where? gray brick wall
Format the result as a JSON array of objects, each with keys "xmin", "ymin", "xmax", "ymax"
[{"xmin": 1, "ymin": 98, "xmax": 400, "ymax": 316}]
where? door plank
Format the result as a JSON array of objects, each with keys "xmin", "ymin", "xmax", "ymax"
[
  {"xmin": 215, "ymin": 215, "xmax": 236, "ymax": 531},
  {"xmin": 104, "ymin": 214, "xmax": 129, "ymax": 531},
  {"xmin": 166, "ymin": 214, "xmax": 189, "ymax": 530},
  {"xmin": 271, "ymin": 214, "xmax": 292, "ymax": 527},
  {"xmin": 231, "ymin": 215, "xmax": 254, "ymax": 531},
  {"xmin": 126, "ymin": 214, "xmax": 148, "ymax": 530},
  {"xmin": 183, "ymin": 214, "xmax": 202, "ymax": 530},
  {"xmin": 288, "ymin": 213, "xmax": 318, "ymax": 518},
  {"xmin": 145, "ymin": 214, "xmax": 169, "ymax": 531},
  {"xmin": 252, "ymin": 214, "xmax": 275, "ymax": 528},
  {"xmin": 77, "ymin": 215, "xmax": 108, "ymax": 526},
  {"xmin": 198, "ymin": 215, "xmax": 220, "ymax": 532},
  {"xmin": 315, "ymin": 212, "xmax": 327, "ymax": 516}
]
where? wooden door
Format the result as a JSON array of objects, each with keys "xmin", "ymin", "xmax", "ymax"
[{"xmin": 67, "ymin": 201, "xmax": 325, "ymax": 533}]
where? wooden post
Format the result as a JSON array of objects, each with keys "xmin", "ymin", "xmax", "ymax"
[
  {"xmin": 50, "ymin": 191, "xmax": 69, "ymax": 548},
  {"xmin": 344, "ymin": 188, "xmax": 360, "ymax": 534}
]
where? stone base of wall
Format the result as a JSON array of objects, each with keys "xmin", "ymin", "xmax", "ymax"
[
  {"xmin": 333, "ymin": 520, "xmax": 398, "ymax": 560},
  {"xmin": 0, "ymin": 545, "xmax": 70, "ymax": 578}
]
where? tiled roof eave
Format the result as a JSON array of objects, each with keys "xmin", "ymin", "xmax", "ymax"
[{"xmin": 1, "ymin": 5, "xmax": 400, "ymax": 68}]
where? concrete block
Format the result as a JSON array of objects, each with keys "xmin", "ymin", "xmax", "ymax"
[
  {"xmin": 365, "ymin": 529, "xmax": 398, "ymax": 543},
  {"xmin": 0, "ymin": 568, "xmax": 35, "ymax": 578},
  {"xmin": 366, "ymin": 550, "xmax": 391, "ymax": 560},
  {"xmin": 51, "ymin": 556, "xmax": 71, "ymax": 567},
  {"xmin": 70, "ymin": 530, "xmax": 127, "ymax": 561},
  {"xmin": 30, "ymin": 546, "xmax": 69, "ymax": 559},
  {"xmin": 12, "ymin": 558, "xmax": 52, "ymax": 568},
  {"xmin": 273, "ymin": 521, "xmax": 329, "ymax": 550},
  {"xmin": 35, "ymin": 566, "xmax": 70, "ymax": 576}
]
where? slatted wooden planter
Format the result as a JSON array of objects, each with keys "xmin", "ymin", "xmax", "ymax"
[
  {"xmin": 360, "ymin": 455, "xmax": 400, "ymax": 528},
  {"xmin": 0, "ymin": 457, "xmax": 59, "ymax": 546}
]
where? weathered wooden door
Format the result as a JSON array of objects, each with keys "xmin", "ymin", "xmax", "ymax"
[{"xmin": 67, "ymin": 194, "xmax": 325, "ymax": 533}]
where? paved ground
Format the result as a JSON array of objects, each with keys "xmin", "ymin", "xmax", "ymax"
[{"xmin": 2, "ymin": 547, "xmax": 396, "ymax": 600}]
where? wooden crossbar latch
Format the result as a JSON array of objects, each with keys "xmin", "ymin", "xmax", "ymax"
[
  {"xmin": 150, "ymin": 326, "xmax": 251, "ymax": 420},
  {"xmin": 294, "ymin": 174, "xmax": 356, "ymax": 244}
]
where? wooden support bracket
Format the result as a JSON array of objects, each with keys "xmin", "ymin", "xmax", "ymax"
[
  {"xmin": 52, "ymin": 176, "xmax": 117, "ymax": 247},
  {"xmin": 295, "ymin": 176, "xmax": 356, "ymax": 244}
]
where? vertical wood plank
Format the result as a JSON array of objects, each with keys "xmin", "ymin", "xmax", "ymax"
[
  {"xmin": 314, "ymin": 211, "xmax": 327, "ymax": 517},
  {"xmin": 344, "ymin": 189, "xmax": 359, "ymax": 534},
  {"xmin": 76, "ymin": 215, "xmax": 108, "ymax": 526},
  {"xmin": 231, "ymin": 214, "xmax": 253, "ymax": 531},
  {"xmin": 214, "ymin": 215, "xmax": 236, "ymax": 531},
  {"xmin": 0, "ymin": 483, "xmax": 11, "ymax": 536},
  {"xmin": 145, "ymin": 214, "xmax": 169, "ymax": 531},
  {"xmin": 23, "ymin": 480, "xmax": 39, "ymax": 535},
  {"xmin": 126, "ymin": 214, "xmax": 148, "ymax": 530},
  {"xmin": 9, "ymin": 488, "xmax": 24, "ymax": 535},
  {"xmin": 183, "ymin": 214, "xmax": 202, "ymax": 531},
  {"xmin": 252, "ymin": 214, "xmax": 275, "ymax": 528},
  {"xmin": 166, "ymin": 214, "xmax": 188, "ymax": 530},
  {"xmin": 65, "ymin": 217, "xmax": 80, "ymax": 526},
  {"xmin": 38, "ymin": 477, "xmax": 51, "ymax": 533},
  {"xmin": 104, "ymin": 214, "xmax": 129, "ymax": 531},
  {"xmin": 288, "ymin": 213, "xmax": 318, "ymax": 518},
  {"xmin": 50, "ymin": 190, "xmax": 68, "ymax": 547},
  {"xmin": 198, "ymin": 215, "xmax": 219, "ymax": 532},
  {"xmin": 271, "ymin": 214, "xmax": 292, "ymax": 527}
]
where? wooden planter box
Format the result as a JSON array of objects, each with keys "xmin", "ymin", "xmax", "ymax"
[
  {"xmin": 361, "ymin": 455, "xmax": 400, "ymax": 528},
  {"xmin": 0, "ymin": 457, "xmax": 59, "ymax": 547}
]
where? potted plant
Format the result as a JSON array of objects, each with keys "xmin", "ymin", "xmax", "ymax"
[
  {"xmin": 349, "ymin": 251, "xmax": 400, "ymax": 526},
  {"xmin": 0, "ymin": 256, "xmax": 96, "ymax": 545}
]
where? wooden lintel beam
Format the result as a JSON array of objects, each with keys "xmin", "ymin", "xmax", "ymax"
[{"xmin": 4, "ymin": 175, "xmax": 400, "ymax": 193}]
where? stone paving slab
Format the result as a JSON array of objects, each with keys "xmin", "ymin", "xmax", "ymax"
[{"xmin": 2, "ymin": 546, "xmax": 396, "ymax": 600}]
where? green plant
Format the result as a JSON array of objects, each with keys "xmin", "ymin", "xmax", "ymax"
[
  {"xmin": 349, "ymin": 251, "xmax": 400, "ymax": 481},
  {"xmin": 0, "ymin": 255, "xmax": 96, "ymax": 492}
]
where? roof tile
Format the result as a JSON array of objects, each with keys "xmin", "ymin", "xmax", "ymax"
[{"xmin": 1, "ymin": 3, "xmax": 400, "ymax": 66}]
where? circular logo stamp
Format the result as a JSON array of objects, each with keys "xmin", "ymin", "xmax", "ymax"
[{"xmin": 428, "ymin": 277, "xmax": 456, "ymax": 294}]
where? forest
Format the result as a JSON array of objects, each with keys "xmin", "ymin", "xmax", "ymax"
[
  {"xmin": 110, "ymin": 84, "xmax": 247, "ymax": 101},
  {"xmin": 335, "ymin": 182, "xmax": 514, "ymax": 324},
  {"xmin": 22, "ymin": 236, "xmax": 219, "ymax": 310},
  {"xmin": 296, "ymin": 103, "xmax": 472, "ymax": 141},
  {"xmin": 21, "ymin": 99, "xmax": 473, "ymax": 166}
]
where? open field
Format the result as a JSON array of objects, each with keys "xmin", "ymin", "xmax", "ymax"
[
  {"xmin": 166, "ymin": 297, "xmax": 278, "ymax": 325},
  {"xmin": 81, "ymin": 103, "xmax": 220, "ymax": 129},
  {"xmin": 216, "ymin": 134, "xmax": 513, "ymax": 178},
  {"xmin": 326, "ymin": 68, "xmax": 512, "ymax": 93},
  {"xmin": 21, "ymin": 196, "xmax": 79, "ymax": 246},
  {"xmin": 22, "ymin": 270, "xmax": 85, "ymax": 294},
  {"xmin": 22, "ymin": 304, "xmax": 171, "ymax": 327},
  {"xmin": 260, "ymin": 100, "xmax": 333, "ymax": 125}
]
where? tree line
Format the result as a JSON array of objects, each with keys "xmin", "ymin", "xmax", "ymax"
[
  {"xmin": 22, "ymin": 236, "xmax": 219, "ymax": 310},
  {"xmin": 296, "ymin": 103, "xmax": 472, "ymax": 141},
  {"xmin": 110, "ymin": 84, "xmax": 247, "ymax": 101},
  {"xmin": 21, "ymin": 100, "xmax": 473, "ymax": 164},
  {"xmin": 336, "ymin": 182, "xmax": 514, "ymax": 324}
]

> Exercise directions
Set down each line of the material verbatim, from the first line through the line that contains "where? door plank".

> Response box
where? gray brick wall
Format the result as a JSON array of objects, each with keys "xmin", "ymin", "xmax", "ymax"
[{"xmin": 1, "ymin": 98, "xmax": 400, "ymax": 316}]
where? door plank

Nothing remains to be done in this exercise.